(Records drawn from a dataset)
┄┄┄┄┄┄

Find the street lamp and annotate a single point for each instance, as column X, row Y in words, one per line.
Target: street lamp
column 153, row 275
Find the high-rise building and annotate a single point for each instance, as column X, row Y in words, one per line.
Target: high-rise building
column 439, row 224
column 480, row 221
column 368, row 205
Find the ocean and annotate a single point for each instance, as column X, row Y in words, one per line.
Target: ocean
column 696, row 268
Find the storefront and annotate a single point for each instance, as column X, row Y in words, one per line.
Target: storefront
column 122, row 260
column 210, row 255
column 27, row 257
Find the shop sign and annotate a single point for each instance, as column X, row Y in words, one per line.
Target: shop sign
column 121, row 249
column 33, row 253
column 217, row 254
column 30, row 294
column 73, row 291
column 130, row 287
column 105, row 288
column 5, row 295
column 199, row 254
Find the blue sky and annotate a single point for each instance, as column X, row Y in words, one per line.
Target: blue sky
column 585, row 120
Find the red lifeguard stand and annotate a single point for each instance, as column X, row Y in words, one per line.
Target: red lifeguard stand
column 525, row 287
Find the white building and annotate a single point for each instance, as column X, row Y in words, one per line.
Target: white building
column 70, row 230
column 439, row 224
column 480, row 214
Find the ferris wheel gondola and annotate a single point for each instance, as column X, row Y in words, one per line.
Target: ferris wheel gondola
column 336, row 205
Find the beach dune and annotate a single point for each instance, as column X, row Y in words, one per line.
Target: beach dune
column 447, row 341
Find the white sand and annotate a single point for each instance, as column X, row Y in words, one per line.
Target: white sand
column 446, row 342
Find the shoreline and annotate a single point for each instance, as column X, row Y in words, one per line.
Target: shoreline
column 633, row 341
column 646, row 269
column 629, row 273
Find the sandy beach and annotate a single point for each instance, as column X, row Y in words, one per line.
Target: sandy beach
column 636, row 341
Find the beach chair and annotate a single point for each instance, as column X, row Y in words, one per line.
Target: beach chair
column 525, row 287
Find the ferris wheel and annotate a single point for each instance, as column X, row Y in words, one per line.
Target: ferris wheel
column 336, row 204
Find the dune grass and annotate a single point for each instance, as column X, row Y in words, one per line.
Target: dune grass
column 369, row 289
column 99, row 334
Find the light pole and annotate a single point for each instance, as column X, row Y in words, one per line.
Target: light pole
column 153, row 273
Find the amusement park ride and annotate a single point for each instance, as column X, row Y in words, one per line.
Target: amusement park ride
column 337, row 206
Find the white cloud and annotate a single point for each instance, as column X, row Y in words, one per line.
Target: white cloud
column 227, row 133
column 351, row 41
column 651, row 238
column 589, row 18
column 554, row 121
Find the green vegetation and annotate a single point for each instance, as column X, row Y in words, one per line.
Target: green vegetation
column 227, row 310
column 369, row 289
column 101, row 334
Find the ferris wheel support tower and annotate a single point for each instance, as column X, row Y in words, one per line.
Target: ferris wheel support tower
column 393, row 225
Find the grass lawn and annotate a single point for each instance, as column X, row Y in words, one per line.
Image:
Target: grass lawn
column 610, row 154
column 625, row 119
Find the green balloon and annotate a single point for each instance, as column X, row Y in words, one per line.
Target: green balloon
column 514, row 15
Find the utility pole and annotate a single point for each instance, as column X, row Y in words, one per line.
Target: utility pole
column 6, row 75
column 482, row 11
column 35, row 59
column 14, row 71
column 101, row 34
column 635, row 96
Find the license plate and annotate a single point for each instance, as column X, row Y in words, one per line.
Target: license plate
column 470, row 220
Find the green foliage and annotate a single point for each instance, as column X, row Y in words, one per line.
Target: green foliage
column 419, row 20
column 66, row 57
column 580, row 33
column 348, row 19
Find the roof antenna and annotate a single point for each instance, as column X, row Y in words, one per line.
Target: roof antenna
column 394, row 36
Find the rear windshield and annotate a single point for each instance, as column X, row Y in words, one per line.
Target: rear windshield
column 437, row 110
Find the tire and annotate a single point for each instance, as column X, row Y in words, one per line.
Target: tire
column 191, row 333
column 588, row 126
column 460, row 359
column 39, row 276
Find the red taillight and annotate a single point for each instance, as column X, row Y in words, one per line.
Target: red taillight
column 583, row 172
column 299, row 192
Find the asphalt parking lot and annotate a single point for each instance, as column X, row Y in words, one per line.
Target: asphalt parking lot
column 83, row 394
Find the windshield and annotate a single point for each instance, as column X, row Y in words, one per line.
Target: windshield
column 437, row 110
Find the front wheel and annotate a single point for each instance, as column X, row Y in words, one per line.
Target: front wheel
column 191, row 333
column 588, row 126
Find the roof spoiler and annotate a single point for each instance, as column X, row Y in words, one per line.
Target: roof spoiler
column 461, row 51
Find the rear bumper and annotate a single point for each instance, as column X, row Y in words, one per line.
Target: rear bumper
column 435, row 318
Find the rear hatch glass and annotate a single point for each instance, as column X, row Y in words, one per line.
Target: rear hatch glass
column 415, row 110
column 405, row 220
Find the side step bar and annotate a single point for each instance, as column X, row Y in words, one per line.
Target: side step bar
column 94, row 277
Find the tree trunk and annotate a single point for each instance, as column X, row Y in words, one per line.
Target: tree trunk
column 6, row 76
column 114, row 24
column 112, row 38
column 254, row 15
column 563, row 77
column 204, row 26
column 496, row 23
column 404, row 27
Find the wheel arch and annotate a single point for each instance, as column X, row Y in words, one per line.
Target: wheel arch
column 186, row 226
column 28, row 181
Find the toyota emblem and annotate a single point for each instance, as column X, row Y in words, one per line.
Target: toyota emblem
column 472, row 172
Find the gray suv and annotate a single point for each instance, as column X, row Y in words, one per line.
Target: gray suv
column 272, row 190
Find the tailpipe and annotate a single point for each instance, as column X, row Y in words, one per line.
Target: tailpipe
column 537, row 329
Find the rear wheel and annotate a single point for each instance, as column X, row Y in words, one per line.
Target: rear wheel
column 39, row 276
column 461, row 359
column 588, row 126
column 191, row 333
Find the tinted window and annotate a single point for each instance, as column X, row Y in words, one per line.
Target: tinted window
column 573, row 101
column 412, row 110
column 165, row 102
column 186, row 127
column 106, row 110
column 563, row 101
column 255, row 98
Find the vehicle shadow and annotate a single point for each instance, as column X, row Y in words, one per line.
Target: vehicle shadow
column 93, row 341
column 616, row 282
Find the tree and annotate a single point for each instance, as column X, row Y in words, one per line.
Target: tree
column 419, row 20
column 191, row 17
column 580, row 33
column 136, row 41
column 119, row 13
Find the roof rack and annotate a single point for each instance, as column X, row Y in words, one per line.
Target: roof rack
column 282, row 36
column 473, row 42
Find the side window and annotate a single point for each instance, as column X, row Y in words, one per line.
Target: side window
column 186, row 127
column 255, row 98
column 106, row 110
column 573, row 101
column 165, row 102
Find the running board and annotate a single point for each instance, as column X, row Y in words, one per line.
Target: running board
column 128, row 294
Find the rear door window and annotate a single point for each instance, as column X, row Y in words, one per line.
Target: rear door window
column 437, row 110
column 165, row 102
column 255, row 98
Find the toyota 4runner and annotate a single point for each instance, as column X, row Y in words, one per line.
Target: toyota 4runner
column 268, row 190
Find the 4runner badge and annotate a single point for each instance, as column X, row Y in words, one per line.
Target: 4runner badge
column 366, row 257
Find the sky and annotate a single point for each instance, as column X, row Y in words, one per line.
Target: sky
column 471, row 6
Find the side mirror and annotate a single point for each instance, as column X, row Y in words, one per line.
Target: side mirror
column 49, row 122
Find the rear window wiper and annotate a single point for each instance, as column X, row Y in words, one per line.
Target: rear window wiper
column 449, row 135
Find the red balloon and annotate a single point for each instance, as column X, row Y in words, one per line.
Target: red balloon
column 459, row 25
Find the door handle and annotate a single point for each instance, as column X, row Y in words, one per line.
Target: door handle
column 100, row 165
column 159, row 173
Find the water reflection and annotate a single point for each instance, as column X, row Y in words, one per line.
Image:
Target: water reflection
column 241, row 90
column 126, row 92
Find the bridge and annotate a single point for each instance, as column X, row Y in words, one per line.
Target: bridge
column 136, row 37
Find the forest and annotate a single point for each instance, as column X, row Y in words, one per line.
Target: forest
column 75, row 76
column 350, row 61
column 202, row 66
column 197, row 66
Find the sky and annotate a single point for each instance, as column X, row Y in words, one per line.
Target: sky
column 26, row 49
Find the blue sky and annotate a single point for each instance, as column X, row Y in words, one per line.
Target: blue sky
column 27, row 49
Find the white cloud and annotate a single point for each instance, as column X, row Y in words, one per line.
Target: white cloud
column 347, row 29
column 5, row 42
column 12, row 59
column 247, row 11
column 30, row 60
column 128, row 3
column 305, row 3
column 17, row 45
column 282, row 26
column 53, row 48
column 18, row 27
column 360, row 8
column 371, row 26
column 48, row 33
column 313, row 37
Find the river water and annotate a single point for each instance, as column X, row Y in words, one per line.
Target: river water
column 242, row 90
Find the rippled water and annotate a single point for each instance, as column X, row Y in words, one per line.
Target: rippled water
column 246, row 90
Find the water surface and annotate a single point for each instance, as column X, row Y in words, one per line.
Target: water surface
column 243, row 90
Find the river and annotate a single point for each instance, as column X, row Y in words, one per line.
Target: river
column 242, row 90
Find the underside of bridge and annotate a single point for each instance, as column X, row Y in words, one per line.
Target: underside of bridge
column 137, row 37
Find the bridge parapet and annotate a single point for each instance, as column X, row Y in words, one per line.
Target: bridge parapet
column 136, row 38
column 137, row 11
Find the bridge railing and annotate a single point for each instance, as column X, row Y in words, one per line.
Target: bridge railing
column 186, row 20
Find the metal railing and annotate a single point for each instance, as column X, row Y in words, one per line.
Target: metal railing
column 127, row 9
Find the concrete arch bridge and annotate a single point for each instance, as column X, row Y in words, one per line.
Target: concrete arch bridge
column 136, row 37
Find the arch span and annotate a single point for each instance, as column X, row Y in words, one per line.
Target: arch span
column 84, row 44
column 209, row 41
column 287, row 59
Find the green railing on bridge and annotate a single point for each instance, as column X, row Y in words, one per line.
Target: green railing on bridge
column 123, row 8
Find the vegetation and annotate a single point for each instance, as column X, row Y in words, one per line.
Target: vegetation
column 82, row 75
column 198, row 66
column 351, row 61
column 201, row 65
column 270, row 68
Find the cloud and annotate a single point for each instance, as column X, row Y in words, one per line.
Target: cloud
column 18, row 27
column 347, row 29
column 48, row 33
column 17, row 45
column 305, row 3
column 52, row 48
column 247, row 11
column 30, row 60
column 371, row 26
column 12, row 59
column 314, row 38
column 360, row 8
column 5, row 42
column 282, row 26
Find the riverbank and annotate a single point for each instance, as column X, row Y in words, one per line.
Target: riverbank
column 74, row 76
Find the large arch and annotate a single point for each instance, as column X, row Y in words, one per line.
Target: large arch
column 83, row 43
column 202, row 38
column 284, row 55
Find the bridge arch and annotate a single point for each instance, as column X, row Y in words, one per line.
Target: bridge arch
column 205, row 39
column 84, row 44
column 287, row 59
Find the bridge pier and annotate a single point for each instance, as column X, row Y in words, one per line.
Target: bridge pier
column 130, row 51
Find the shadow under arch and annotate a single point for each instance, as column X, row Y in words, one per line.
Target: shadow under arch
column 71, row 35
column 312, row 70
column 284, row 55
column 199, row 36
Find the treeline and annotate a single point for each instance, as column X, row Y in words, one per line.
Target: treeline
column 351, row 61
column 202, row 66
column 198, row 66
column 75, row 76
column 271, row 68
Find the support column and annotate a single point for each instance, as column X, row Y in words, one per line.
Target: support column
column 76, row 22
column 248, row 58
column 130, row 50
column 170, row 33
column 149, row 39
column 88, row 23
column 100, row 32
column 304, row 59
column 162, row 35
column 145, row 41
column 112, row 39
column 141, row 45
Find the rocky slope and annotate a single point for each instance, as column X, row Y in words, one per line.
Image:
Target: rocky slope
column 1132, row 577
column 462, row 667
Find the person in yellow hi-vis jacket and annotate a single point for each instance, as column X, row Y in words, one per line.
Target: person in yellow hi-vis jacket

┄┄┄┄┄┄

EXERCISE REQUIREMENTS: Gather all lines of the records that include the word "jacket".

ANSWER BELOW:
Find the person in yellow hi-vis jacket and annotate a single point for each instance, as column X, row Y in words, one per line.
Target: person in yellow hi-vis jacket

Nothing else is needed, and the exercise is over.